Mais, est-ce ainsi qu’on entend la liberté au Palais-Bourbon ou à l’Hôtel de Ville ? Est-ce ainsi que comprennent la séparation les amis de M. Clemenceau ou les collègues de M. Goblet, qui, pour la préparer, comptent sur « le rayonnement des idées ? » Quand on va chercher des exemples ailleurs, en Amérique notamment, on a l’air de faire la satire des projets mis en avant chez nous. Demandez aux plus sincères partisans de la séparation comment ils entendent la liberté des cultes. Ils vous répondront par des projets de loi contre le clergé, contre les congrégations et les associations religieuses, par des lois d’exception contre les ministres du culte, ne comptant les soumettre au droit commun que pour avoir la satisfaction de les voir porter le képi. Demandez-leur s’ils ne craignent pas de rendre au clergé la faculté de posséder au risque de reconstituer la mainmorte. Ils vous répondront unanimement que telle n’a jamais été leur pensée ; que, si les Américains et les Anglais trouvent bon de laisser aux églises le droit de posséder et d’acquérir, ce n’est pas ainsi que la république opérerait en France. En France, on enlèverait au clergé son chétif traitement sans lui donner en échange ni indemnité ni dotation, sans même lui concéder le droit d’acquérir. On ne lui reconnaîtrait qu’une faculté, celle de vivre d’aumônes au jour le jour, et encore aurait-on soin de l’empêcher de tendre la main et de limiter les largesses dont il pourrait être l’objet. Des deux côtés de l’Atlantique et de la Manche, la séparation de l’état et de l’église a ainsi un sens absolument différent. Quand on nous cite l’exemple de l’Amérique ou de l’Angleterre, c’est avec l’intention de faire tout l’opposé. Il n’y a là qu’une équivoque grossière.

^^^^

● **Consignes**: Relevez, s'il vous plaît, tous les noms de lieux cités dans le passage ci-dessus, une seule fois chacun, dans l'ordre de leur première apparition.

● **Fiches extraites**:
^^^^

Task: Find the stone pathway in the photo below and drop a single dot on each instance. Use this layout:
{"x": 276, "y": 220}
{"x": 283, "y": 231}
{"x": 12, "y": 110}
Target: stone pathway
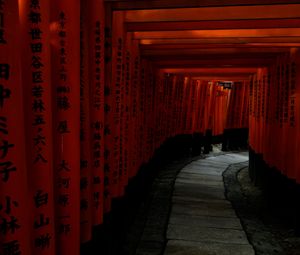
{"x": 202, "y": 220}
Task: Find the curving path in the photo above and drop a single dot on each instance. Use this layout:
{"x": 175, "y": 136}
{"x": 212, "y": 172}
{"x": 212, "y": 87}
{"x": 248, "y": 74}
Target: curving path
{"x": 202, "y": 220}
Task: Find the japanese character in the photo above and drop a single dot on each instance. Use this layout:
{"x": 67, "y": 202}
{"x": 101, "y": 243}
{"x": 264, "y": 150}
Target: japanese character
{"x": 36, "y": 47}
{"x": 97, "y": 136}
{"x": 36, "y": 62}
{"x": 8, "y": 205}
{"x": 35, "y": 4}
{"x": 11, "y": 248}
{"x": 9, "y": 226}
{"x": 64, "y": 229}
{"x": 97, "y": 180}
{"x": 63, "y": 89}
{"x": 4, "y": 148}
{"x": 43, "y": 241}
{"x": 107, "y": 91}
{"x": 106, "y": 108}
{"x": 84, "y": 204}
{"x": 98, "y": 125}
{"x": 2, "y": 39}
{"x": 64, "y": 200}
{"x": 83, "y": 164}
{"x": 4, "y": 71}
{"x": 36, "y": 33}
{"x": 38, "y": 106}
{"x": 63, "y": 127}
{"x": 63, "y": 103}
{"x": 39, "y": 120}
{"x": 106, "y": 168}
{"x": 39, "y": 139}
{"x": 63, "y": 166}
{"x": 40, "y": 199}
{"x": 106, "y": 154}
{"x": 96, "y": 198}
{"x": 4, "y": 94}
{"x": 37, "y": 91}
{"x": 35, "y": 17}
{"x": 41, "y": 222}
{"x": 83, "y": 183}
{"x": 37, "y": 77}
{"x": 6, "y": 168}
{"x": 107, "y": 130}
{"x": 64, "y": 182}
{"x": 40, "y": 157}
{"x": 3, "y": 125}
{"x": 96, "y": 163}
{"x": 97, "y": 154}
{"x": 62, "y": 34}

^^^^

● **Solution**:
- Palais-Bourbon
- Hôtel de Ville
- Amérique
- France
- Atlantique
- Manche
- Angleterre